**YOUR TASK:**
All of the material below is to be retyped exactly.

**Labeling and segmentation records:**
************
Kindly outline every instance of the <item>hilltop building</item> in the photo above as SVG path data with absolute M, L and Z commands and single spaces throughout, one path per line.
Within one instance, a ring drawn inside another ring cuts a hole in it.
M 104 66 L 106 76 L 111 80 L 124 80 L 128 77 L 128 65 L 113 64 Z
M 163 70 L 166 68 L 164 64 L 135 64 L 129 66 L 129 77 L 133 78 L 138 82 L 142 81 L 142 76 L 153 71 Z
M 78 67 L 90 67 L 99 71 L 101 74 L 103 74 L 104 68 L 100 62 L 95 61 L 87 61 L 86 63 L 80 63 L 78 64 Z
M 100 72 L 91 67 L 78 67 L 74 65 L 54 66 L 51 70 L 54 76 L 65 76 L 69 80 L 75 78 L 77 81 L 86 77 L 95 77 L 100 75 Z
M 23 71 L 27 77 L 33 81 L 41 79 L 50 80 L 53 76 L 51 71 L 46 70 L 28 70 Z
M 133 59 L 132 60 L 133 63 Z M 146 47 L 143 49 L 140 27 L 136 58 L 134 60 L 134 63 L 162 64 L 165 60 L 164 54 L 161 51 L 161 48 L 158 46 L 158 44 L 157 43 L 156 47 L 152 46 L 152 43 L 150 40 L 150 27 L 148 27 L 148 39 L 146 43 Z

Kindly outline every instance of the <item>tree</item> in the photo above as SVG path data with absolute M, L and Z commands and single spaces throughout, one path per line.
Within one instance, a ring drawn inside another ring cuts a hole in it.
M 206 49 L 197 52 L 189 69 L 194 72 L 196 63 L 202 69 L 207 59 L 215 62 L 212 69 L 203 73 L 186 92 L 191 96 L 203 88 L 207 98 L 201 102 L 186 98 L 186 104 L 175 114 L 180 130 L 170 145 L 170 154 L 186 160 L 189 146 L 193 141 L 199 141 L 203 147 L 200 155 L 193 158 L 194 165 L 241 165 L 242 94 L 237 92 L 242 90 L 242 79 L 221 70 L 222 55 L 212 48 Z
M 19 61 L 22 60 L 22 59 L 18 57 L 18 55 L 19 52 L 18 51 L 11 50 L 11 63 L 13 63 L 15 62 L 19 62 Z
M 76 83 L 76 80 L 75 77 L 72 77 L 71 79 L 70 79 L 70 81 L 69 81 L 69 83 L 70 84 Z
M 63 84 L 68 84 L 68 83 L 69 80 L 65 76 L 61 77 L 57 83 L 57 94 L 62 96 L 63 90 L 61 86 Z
************
**REPLY TO THE EXERCISE:**
Kindly outline every instance of the <item>hilltop building</item> in the photo above as SVG path data with absolute M, L and Z commands and single spaces throughout, one path per line.
Within one instance, a ring drawn inside another ring cuts a hole in it.
M 104 66 L 106 76 L 111 80 L 124 80 L 128 77 L 128 65 L 113 64 Z
M 163 70 L 166 68 L 164 64 L 135 64 L 129 66 L 129 77 L 133 78 L 138 82 L 142 81 L 142 76 L 153 71 Z
M 78 67 L 90 67 L 99 71 L 101 74 L 103 74 L 104 68 L 100 62 L 95 61 L 87 61 L 86 63 L 80 63 L 78 64 Z
M 100 72 L 91 67 L 78 67 L 74 65 L 54 66 L 51 70 L 54 76 L 65 76 L 69 80 L 75 78 L 77 81 L 86 77 L 95 77 L 100 75 Z
M 23 71 L 27 77 L 33 81 L 41 79 L 50 80 L 53 76 L 51 71 L 46 70 L 28 70 Z
M 133 59 L 132 60 L 133 63 Z M 146 47 L 143 49 L 140 27 L 136 58 L 134 60 L 134 63 L 162 64 L 165 60 L 164 54 L 161 51 L 161 48 L 158 46 L 158 44 L 157 43 L 156 47 L 152 46 L 152 43 L 150 40 L 150 27 L 148 27 L 148 39 L 146 43 Z

Kindly outline every instance of the <item>tree</item> in the photo above as SVG path data with absolute M, L and Z commands and single spaces throughout, one path per line.
Within one instance, a ring drawn inside another ring cuts a hole in it.
M 206 49 L 197 52 L 189 69 L 194 72 L 196 63 L 202 69 L 207 59 L 215 62 L 212 69 L 203 73 L 186 92 L 191 96 L 203 88 L 207 98 L 201 102 L 186 98 L 186 104 L 175 114 L 180 130 L 170 145 L 170 154 L 186 160 L 189 146 L 193 141 L 199 141 L 203 147 L 200 155 L 193 158 L 194 165 L 241 165 L 242 94 L 237 92 L 242 90 L 242 79 L 221 70 L 222 55 L 212 48 Z
M 19 61 L 22 60 L 22 59 L 18 57 L 18 55 L 19 52 L 18 51 L 11 50 L 11 63 L 13 63 L 15 62 L 19 62 Z
M 76 83 L 76 80 L 75 77 L 72 77 L 71 79 L 70 79 L 70 81 L 69 81 L 69 83 L 70 84 Z
M 63 84 L 68 84 L 68 83 L 69 80 L 65 76 L 61 77 L 57 83 L 57 94 L 62 96 L 63 90 L 61 86 Z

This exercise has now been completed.